What the task asks :: All entries should be output exactly as they stand.

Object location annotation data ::

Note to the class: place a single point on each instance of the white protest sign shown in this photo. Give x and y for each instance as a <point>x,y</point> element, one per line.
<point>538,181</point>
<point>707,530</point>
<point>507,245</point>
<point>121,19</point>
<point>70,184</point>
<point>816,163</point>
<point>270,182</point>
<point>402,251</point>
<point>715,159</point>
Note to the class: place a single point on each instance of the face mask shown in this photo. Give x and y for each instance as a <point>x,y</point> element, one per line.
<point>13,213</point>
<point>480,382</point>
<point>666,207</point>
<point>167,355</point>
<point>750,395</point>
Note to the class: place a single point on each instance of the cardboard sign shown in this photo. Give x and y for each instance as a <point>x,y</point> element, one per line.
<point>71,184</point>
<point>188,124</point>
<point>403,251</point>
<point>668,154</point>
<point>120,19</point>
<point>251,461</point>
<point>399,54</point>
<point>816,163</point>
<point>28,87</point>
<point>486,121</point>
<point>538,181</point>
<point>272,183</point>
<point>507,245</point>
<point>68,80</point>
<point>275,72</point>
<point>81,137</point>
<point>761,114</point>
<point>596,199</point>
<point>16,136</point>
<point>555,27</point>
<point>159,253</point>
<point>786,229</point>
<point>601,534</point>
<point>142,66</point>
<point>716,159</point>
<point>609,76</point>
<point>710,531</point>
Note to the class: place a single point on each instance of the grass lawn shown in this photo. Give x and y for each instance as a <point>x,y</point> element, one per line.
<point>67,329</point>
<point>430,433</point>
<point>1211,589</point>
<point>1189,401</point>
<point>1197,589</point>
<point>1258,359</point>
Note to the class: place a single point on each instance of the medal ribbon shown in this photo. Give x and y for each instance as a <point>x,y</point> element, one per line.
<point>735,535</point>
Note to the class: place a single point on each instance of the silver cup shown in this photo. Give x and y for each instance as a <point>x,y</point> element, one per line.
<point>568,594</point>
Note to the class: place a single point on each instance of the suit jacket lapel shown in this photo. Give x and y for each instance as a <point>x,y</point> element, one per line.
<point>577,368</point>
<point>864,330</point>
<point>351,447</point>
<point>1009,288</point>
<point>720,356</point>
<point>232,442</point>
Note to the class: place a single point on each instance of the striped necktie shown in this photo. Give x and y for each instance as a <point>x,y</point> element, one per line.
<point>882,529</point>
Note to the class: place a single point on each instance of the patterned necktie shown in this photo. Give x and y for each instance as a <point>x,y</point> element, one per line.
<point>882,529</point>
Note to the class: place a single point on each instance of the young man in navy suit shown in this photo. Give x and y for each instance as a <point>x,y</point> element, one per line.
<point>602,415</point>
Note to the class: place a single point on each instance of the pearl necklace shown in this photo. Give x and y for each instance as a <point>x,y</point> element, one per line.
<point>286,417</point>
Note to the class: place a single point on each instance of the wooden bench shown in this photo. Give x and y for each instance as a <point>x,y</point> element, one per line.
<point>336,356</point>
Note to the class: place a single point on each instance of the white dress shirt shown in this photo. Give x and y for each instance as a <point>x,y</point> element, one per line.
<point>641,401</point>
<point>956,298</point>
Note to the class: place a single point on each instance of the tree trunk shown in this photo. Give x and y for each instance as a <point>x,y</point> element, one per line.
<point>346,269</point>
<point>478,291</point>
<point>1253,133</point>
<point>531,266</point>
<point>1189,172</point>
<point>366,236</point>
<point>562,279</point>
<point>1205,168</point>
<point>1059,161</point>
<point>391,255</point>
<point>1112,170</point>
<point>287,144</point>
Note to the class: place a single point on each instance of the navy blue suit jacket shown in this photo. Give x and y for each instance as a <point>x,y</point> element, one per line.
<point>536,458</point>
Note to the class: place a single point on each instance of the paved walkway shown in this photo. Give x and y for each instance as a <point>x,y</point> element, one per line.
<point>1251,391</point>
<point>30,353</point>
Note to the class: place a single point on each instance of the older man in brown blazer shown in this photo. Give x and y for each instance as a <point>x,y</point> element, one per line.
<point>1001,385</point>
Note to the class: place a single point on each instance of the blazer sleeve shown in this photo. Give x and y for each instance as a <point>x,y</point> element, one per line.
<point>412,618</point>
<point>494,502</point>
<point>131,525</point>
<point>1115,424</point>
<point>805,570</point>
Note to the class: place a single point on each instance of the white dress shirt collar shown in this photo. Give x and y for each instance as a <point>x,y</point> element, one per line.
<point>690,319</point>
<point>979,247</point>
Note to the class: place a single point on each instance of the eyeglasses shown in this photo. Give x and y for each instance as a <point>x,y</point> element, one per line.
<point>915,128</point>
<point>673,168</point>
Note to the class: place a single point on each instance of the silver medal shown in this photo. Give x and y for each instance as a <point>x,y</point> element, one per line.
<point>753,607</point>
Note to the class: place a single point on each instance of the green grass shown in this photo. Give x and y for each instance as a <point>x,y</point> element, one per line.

Solution ::
Note to the class: place a single point on each instance of the white protest sign shown in this photo. Give x and y for each instance as a <point>x,y</point> element, one per line.
<point>538,181</point>
<point>707,530</point>
<point>507,245</point>
<point>121,19</point>
<point>70,184</point>
<point>816,163</point>
<point>270,182</point>
<point>402,251</point>
<point>715,159</point>
Note to the class: place a single point on each instance of the face mask shown in this photo. Give x and y for each instance as a <point>x,y</point> element, one per line.
<point>13,213</point>
<point>480,382</point>
<point>666,207</point>
<point>167,355</point>
<point>750,395</point>
Note to the class: place a single point on each instance of the cardboard sign shown in this photo. Give x and y for each instance as a <point>x,y</point> element, one per line.
<point>71,184</point>
<point>188,124</point>
<point>403,251</point>
<point>668,154</point>
<point>120,19</point>
<point>251,461</point>
<point>399,54</point>
<point>816,163</point>
<point>28,87</point>
<point>486,121</point>
<point>538,181</point>
<point>272,183</point>
<point>507,245</point>
<point>68,80</point>
<point>275,72</point>
<point>81,137</point>
<point>761,114</point>
<point>596,199</point>
<point>16,136</point>
<point>555,27</point>
<point>159,253</point>
<point>786,229</point>
<point>601,534</point>
<point>142,66</point>
<point>716,159</point>
<point>609,76</point>
<point>710,531</point>
Note to the class: place a single point on each instance of the grass lawn shown in this photo. Give x and y for each instance as a <point>x,y</point> element, one per line.
<point>67,329</point>
<point>430,433</point>
<point>1211,589</point>
<point>1189,401</point>
<point>1197,589</point>
<point>1258,359</point>
Note to the class: place a single point on each instance of the medal ribbon shown in this photo. Give x and y for each instance as a <point>x,y</point> element, one per line.
<point>735,535</point>
Note to the class: place a single point on each instance of the silver cup shown in this photo. Give x and y for each instance as a <point>x,y</point> element, one per line.
<point>568,594</point>
Note to the class: place a single point on each instance of the suit jacket lapel shown in this photo. Give x and y for each instance as a <point>x,y</point> element, one per line.
<point>577,368</point>
<point>864,330</point>
<point>351,447</point>
<point>1009,288</point>
<point>720,356</point>
<point>232,442</point>
Note to the class: place a single point on each instance of the striped necktie shown in this photo. Give x and y for each instance as a <point>x,y</point> element, one per line.
<point>882,529</point>
Note to the class: place a single point on each instance of the patterned necktie shown in this photo. Give x and y for each instance as a <point>x,y</point> element, one per line.
<point>882,529</point>
Note to the class: place a single point on each instance of the young man in navy suit shown in this photo. Give x and y for each instance as a <point>x,y</point> element, one per line.
<point>602,415</point>
Note to the class: place a single point on each instance of the pearl necklace shown in this photo. Give x and y for each instance as a <point>x,y</point> element, one per line.
<point>286,417</point>
Note to the class: place a single point on each instance of the wooden bench shown in this photo. Give x and y for each instance as a <point>x,y</point> element, one per line.
<point>336,356</point>
Note to the class: place a single point on each instance of the white dress shirt shown in this photo. Give x and y for each instance as a <point>x,y</point> element, one per line.
<point>641,401</point>
<point>956,298</point>
Note to the class: place a single point on each instance of the tree trunk shown in this photo. Give x and y for each instance as a <point>x,y</point> element, one per line.
<point>346,269</point>
<point>478,291</point>
<point>1253,133</point>
<point>531,266</point>
<point>1189,172</point>
<point>366,236</point>
<point>562,279</point>
<point>1205,168</point>
<point>1059,161</point>
<point>391,255</point>
<point>1112,170</point>
<point>287,144</point>
Note to the class: place a single point on each instance of the navy blue suit jacket shown in this photo. Give x and y for each instance as a <point>x,y</point> element, one per line.
<point>536,458</point>
Note to the class: place a single point on each instance of the paved walkway shown in this photo. Give x and y for each instance as a <point>x,y</point> element, one per line.
<point>1251,391</point>
<point>30,353</point>
Note to the class: place a single point on each instance of the older man in brown blazer shown in this photo. Give x and y for each instance as a <point>x,y</point> element, one per line.
<point>1001,385</point>
Note to the class: place a single point on each instance of the blazer sleeve shown in this photo. Give x and y for each instance as a <point>x,y</point> element, one per line.
<point>412,618</point>
<point>494,502</point>
<point>131,525</point>
<point>1115,424</point>
<point>805,570</point>
Note to the class: place a single point on each instance of the white dress shirt collar shown in this photo. Give x and y for each instance as a <point>x,y</point> element, one per line.
<point>690,319</point>
<point>979,247</point>
Note to the class: place a single point on each instance of the eyeglasses shown in this photo. Give x and y for each instance as a <point>x,y</point> element, one per line.
<point>915,128</point>
<point>673,168</point>
Note to the class: place a single point on each instance of the silver medal shown in this photo. Give x and y for each instance as a <point>x,y</point> element, one per line.
<point>753,607</point>
Note to the class: place a single point on each instance of the green grass shown in this photo. Give x and y for each instance as a <point>x,y</point> element, one per line.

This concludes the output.